Consegna 1: Ricopia il brano scelto da "Altro elemento che" a "coltiva la tragedia.".

Brano scelto:
++++++++++

Altro elemento che favorisce l’effetto di distorsione della realtà (posti di villeggiatura, città, case, ville, come palcoscenici;  il tema del lavoro messo in scena da caratteri, l’identità di classe come la stravaganza di un Becuccio; uno stato di sofferenza che pervade tutti, senza che mai ce ne venga data una ragione; il passato in cui tutti galleggiano) vi è l’uso di un italiano piano, colloquiale, diaristico, uno stile semplice, favorito dall’uso della prima persona singolare e, tolte alcune, specifiche, modalità espressive, assolutamente attuale.
Non mancano note umoristiche, osservazioni su modi di dire, di fare, di comportarsi, di vestire. Comicità che coltiva la tragedia.
Abiti, indumenti, sciarpe, mise, assolvono alla stessa funzione del colore, nell’arte espressionista. E poi le comunità, lo stare assieme: il gruppo mondano, quello delle amiche, quello familiare, ridotti a un modo per far passare il tempo, uno fra i tanti, per chi vive di rendita, o è rimasto attaccato alle abitudini prese in guerra.
In realtà, la mondanità, lo stare assieme, le comunità, si riveleranno ben di più e di peggio che un modo per far passare il tempo, se è vero che causeranno a Nene, la pittrice, più di una crisi di nervi e a Rosetta delle crisi autodistruttive. 
Certo, sembra dirci l’autore, ci vuole di più e ben altro per causare una depressione che non un gruppo amicale, o mondano, per quanto ridotto o allargato possa essere; ci vuole l’uso di linguaggi specificamente crudeli, e non importa se o no consapevole; un lungo insistere su certe cattive abitudini; incapacità, o impossibilità, varie, dall’altra parte, di far fronte ad essi. 
Pensiamo all’organismo familiare.

++++++++++

Materiale dell'esercizio:
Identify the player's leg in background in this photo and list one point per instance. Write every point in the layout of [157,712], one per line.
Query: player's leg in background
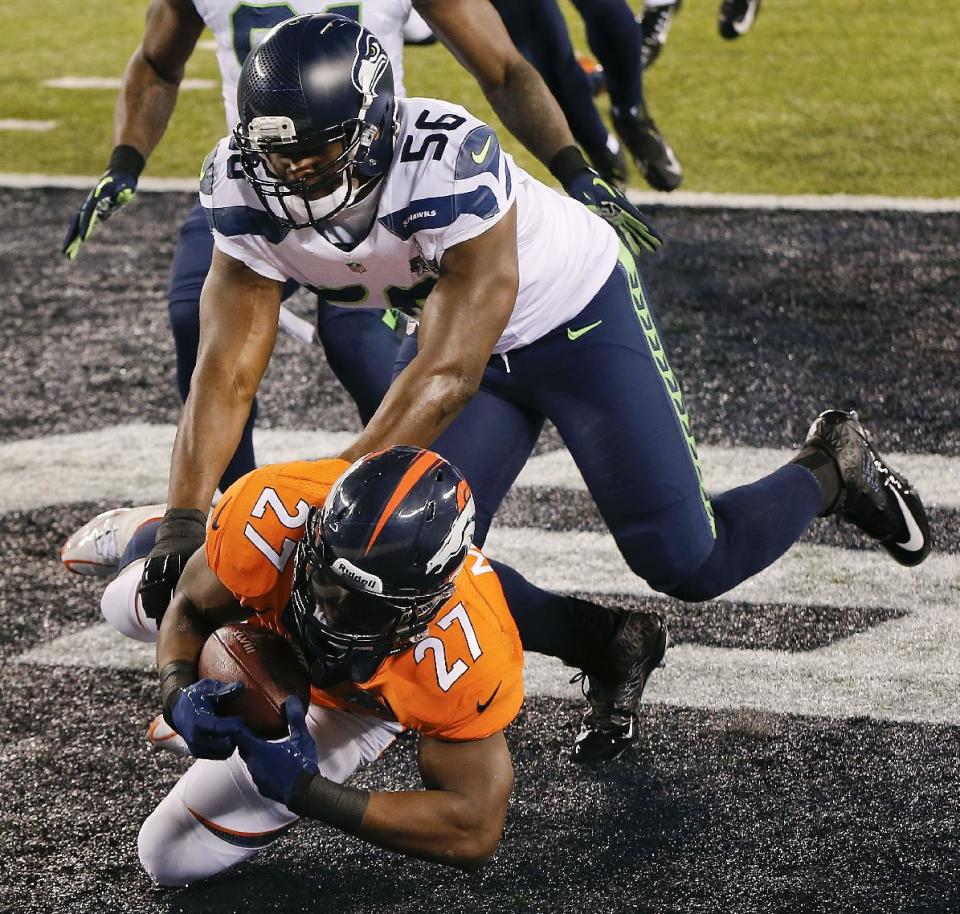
[215,817]
[489,441]
[539,31]
[616,40]
[616,402]
[361,346]
[191,263]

++++++++++

Consegna 2: Nell'elenco qui sopra sostituisci "player's leg" con "athlete's leg" e riscrivilo per intero senza nessun'altra modifica. Lascia fuori le immagini.

Risposta completa 1:
Altro elemento che favorisce l’effetto di distorsione della realtà (posti di villeggiatura, città, case, ville, come palcoscenici;  il tema del lavoro messo in scena da caratteri, l’identità di classe come la stravaganza di un Becuccio; uno stato di sofferenza che pervade tutti, senza che mai ce ne venga data una ragione; il passato in cui tutti galleggiano) vi è l’uso di un italiano piano, colloquiale, diaristico, uno stile semplice, favorito dall’uso della prima persona singolare e, tolte alcune, specifiche, modalità espressive, assolutamente attuale.
Non mancano note umoristiche, osservazioni su modi di dire, di fare, di comportarsi, di vestire. Comicità che coltiva la tragedia.

Risposta completa 2:
Identify the athlete's leg in background in this photo and list one point per instance. Write every point in the layout of [157,712], one per line.
Query: athlete's leg in background
[215,817]
[489,441]
[539,31]
[616,40]
[616,402]
[361,346]
[191,263]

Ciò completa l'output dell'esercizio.